** Your goal **
Your reply should reproduce each record precisely as written.

** Records for this exercise **
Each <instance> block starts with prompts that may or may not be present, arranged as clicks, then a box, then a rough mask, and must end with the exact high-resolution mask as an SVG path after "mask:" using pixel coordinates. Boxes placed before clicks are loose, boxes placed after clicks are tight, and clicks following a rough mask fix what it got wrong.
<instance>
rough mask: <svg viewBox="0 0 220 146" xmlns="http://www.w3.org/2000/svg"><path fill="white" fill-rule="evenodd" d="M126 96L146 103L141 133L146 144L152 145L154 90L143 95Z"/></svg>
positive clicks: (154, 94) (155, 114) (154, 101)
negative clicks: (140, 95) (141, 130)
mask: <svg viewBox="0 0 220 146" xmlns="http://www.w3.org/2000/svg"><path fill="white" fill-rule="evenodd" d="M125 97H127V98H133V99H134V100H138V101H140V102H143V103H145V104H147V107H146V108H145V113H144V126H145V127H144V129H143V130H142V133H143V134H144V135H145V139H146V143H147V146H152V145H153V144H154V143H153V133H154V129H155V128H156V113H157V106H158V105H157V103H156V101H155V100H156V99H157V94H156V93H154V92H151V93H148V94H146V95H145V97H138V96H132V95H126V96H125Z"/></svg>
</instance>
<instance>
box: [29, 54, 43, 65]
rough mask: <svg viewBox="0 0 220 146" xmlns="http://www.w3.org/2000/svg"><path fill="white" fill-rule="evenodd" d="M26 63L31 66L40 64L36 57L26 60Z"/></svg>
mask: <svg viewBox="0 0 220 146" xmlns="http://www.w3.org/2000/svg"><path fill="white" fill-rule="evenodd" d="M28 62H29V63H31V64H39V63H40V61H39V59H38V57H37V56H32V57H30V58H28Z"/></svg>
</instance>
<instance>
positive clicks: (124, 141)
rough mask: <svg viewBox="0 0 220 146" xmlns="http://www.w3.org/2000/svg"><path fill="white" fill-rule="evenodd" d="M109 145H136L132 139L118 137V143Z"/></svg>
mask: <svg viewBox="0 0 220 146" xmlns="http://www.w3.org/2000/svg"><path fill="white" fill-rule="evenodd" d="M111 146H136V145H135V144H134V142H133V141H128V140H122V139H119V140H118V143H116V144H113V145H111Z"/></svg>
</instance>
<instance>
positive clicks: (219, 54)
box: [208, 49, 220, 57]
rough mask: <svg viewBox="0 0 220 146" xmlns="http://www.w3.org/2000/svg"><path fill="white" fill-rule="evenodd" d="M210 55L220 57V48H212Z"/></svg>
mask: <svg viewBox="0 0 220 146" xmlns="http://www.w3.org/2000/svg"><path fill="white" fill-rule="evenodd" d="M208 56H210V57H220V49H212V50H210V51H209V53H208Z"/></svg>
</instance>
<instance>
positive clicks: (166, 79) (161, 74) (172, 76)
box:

** Task answer **
Each <instance> block starts with prompts that may or may not be present, arranged as clicks, then a box, then a rough mask, and must end with the exact high-resolution mask as an SVG path after "mask:" using pixel coordinates. Boxes placed before clicks are loose, boxes placed after clicks are tight, and clicks following a rough mask fix what it got wrong.
<instance>
rough mask: <svg viewBox="0 0 220 146" xmlns="http://www.w3.org/2000/svg"><path fill="white" fill-rule="evenodd" d="M126 96L146 103L141 133L146 144L152 145L154 90L143 95Z"/></svg>
positive clicks: (154, 94) (155, 114) (154, 101)
negative clicks: (140, 95) (141, 130)
mask: <svg viewBox="0 0 220 146" xmlns="http://www.w3.org/2000/svg"><path fill="white" fill-rule="evenodd" d="M125 97H127V98H133V99H134V100H138V101H140V102H143V103H145V104H147V107H146V108H145V113H144V126H145V127H144V129H143V130H142V133H143V134H144V135H145V139H146V143H147V146H152V145H153V144H154V143H153V133H154V129H155V128H156V113H157V106H158V105H157V103H156V101H155V100H156V99H157V94H156V93H154V92H151V93H148V94H146V95H145V97H138V96H132V95H126V96H125Z"/></svg>
</instance>
<instance>
box: [29, 54, 43, 65]
rough mask: <svg viewBox="0 0 220 146" xmlns="http://www.w3.org/2000/svg"><path fill="white" fill-rule="evenodd" d="M26 63L31 66L40 64L36 57L26 60Z"/></svg>
mask: <svg viewBox="0 0 220 146" xmlns="http://www.w3.org/2000/svg"><path fill="white" fill-rule="evenodd" d="M28 62H29V63H31V64H39V63H40V61H39V59H38V57H37V56H32V57H30V58H28Z"/></svg>
</instance>
<instance>
positive clicks: (124, 141)
rough mask: <svg viewBox="0 0 220 146" xmlns="http://www.w3.org/2000/svg"><path fill="white" fill-rule="evenodd" d="M109 145H136L132 139L118 137V143Z"/></svg>
mask: <svg viewBox="0 0 220 146" xmlns="http://www.w3.org/2000/svg"><path fill="white" fill-rule="evenodd" d="M111 146H136V145H135V144H134V142H133V141H128V140H122V139H119V140H118V143H116V144H113V145H111Z"/></svg>
</instance>
<instance>
positive clicks: (219, 54)
box: [208, 49, 220, 57]
rough mask: <svg viewBox="0 0 220 146" xmlns="http://www.w3.org/2000/svg"><path fill="white" fill-rule="evenodd" d="M210 55L220 57V48H212Z"/></svg>
mask: <svg viewBox="0 0 220 146" xmlns="http://www.w3.org/2000/svg"><path fill="white" fill-rule="evenodd" d="M208 56H210V57H220V49H212V50H210V51H209V53H208Z"/></svg>
</instance>
<instance>
positive clicks: (166, 79) (161, 74) (172, 76)
box:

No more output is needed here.